The lines to extract run from the start of the records through the line with "stem in this photo.", both ends included; drop the pictures.

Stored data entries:
○ ○ ○ ○ ○ ○ ○
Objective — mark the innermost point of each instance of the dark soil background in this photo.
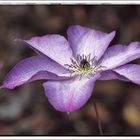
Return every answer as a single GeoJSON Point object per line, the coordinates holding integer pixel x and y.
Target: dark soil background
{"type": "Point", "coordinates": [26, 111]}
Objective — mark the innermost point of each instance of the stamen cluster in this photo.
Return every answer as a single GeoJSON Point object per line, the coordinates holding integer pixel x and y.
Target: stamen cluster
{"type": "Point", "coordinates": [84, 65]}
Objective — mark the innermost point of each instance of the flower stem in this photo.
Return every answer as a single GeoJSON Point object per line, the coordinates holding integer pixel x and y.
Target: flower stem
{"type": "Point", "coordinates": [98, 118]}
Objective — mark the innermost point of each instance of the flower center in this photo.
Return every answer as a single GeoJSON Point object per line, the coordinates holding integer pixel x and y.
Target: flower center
○ ○ ○ ○ ○ ○ ○
### RESPONSE BELOW
Objective — mark the innermost point of each instance of the dark soil background in this photo.
Return every answer as a single GeoJSON Point object per line, the coordinates holding integer pixel x and y.
Target: dark soil background
{"type": "Point", "coordinates": [26, 111]}
Objective — mark the innermost point of each instance of the stamen cluster in this photo.
Return every answer as a single GeoJSON Point object per line, the coordinates holding integer pixel x and y.
Target: stamen cluster
{"type": "Point", "coordinates": [84, 65]}
Objective — mark the innermost point of each instance of the flower stem in this photo.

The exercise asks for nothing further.